◆ RECORDS SUPPLIED ◆

+-------+

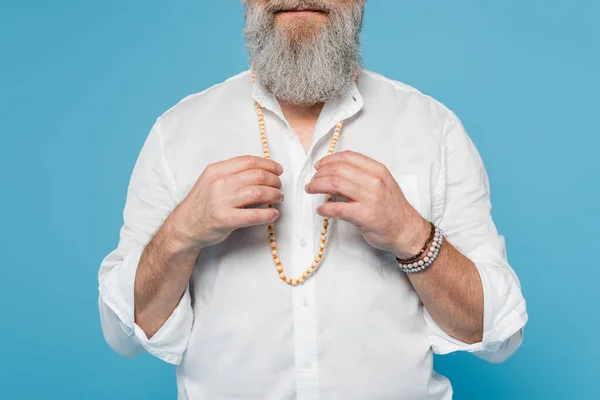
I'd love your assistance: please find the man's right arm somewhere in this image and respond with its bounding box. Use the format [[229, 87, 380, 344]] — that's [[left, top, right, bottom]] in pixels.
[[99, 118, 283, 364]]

+-------+

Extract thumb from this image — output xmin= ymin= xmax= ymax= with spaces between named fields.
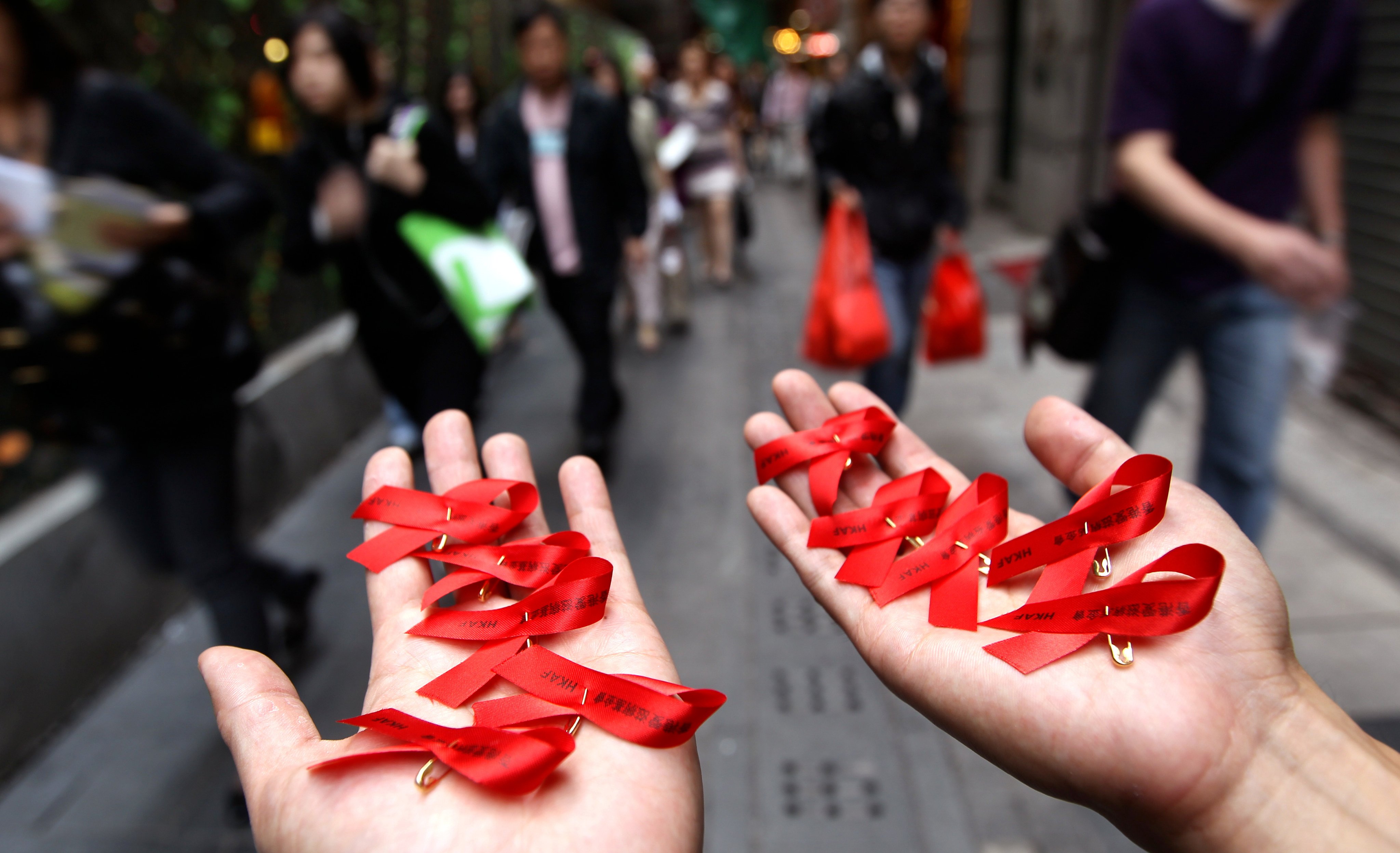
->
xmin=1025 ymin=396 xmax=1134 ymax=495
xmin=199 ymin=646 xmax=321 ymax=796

+-------+

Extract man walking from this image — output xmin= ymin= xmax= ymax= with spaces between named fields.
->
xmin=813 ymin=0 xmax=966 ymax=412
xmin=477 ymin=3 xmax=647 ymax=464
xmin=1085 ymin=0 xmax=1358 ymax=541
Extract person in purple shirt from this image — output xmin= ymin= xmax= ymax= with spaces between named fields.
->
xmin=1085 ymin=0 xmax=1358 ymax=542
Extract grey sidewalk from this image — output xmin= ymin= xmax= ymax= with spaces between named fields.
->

+-------+

◆ EXERCISE DETAILS ◆
Return the items above verbatim from the line with "Extract thumb from" to the line with "xmin=199 ymin=646 xmax=321 ymax=796", including both of those lines, and omit the pictures from your answer.

◆ WRITTEN REPLY ◆
Extract thumb from this image — output xmin= ymin= xmax= ymax= with spaces between named fields.
->
xmin=1025 ymin=396 xmax=1134 ymax=495
xmin=199 ymin=646 xmax=321 ymax=796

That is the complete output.